_Task objective_: Duplicate every line of the data below without changing anything.

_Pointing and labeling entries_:
- - - - -
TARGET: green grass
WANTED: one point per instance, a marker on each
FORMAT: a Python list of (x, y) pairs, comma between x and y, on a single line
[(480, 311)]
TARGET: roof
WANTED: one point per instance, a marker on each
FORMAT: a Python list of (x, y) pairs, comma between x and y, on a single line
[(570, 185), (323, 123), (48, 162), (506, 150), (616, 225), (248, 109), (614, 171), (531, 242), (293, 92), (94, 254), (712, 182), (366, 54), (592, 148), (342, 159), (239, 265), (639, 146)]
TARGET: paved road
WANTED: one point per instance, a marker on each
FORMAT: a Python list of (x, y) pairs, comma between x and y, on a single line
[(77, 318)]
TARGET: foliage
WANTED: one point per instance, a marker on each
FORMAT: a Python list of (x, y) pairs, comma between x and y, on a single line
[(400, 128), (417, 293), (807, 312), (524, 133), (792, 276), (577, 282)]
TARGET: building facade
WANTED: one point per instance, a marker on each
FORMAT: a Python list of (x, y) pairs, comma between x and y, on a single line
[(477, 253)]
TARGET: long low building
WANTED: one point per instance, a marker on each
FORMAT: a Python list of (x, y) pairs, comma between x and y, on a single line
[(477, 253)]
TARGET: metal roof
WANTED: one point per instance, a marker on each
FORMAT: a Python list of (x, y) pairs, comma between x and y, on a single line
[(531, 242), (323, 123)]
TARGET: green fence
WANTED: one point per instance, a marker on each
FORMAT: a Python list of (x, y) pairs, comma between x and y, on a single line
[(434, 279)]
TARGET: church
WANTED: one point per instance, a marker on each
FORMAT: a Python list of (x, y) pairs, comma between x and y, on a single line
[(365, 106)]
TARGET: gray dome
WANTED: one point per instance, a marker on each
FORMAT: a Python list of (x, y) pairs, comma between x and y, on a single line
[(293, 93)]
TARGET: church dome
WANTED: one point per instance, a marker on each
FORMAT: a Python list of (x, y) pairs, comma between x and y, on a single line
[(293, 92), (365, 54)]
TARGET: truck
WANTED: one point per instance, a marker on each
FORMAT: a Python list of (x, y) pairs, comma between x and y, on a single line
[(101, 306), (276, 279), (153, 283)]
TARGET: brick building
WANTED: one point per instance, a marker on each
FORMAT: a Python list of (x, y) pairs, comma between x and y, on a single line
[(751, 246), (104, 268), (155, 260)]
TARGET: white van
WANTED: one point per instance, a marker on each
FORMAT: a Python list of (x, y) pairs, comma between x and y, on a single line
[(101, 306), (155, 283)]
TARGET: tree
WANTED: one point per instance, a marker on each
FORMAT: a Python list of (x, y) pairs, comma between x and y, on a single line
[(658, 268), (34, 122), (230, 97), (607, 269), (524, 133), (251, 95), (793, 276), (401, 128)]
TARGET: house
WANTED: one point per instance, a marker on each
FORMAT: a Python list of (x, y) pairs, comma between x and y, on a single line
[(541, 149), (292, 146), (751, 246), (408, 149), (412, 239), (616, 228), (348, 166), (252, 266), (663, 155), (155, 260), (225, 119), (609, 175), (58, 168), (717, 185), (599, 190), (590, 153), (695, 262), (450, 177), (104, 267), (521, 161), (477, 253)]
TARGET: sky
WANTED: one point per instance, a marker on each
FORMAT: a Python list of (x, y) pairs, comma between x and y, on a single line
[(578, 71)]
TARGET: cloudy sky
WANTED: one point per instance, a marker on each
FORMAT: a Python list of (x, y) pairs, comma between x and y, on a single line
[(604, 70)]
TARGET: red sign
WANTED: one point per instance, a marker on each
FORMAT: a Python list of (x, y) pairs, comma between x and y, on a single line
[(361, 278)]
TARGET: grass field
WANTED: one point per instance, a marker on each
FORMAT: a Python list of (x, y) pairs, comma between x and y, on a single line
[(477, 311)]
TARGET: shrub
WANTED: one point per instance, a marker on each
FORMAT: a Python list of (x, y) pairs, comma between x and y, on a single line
- - - - -
_The solution_:
TARGET: green grass
WANTED: one point per instance, a marker on each
FORMAT: a Python list of (x, y) pairs, comma between x and y, on a single line
[(480, 311)]
TARGET: roof
WANTED: one point per instance, a marker on each
FORMAT: a Python list of (x, y) pairs, comma between x and y, on a single line
[(570, 185), (323, 123), (48, 162), (506, 150), (616, 225), (248, 109), (614, 171), (531, 242), (293, 92), (94, 254), (712, 182), (366, 54), (592, 148), (342, 159), (239, 265), (639, 146)]
TARGET: paved road
WANTED: one point per instance, a marker on each
FORMAT: a Python list of (x, y) pairs, comma between x and y, on a single line
[(77, 318)]
TARGET: foliage
WANTED: one point per instance, a marker on each
FORMAT: a Python list of (x, y) pairs, comma between x and y, on a single line
[(400, 128), (417, 293), (807, 312), (524, 133), (792, 276), (577, 282)]
TARGET: building facade
WANTED: one point per instance, a marker on each
FORMAT: a Python list of (x, y) pairs, comma between x and y, on a single line
[(477, 253)]
TARGET: long low building
WANTED: one point per instance, a marker on each
FORMAT: a Python list of (x, y) pairs, comma between x and y, on a single line
[(477, 253)]
TARGET: metal roof
WANTED: one point per instance, a marker on each
FORMAT: a Python list of (x, y) pairs, comma between x and y, on a single line
[(531, 242), (323, 123)]
TARGET: green fence
WANTED: one point per instance, a marker on each
FORMAT: a Python list of (x, y) pairs, comma between x and y, on a single line
[(434, 279)]
TARGET: church
WANTED: one point per instance, a marker on each
FORMAT: a Python list of (x, y) pairs, comma between x and y, on a single line
[(365, 106)]
TARGET: gray dome
WANTED: one point per instance, a marker on each
FORMAT: a Python list of (x, y) pairs, comma between x and y, on a single line
[(293, 93)]
TARGET: church dome
WANTED: one point per instance, a marker on each
FORMAT: a Python list of (x, y) pairs, comma between x and y, on a single line
[(293, 92), (365, 54)]
TARGET: truck
WANTED: one point per instance, a marker on each
FORMAT: a Python list of (x, y) pairs, comma between x and y, on a single line
[(101, 306), (276, 279), (153, 283)]
TARGET: brick building
WANTED: one point per instance, a marker on each
FORMAT: a Python list of (x, y) pairs, comma between x and y, on a single line
[(751, 246), (104, 268), (155, 260)]
TARGET: white van
WANTED: one point per instance, a marker on each
FORMAT: a Python list of (x, y) pairs, comma between x and y, on a single line
[(101, 306), (155, 283)]
TARGET: tree
WANTED: one point per instance, a marker on each
FORMAT: a Python list of (x, y) pairs, comma between x and y, on a single line
[(658, 268), (34, 122), (230, 97), (607, 269), (524, 133), (251, 95), (793, 276), (401, 128)]
TARGET: house
WANTED: one point per instance, a marker on each
FORMAT: a Python list of (x, y) pairs, comma between x and y, on a single line
[(541, 149), (292, 146), (751, 246), (408, 149), (412, 239), (616, 228), (348, 166), (252, 266), (663, 155), (155, 260), (225, 119), (609, 175), (58, 168), (717, 185), (599, 190), (590, 153), (695, 262), (450, 177), (104, 267), (521, 161), (477, 253)]
TARGET: sky
WANTED: one point per instance, a marker on each
FORMAT: a Python list of (x, y) pairs, comma between x and y, on a single line
[(578, 71)]
TARGET: cloudy sky
WANTED: one point per instance, a marker on each
FORMAT: a Python list of (x, y) pairs, comma between x and y, on a single line
[(604, 70)]
TARGET: red sign
WANTED: one point per instance, a marker on each
FORMAT: a Python list of (x, y) pairs, comma between x and y, on a single line
[(361, 278)]
TARGET: grass field
WANTED: one point per instance, a marker on each
FORMAT: a Python list of (x, y) pairs, comma between x and y, on a single line
[(477, 311)]
TARGET: shrub
WANTED: one point per instance, a marker on each
FORMAT: a Python list of (x, y) pairs, comma between x and y, on a single line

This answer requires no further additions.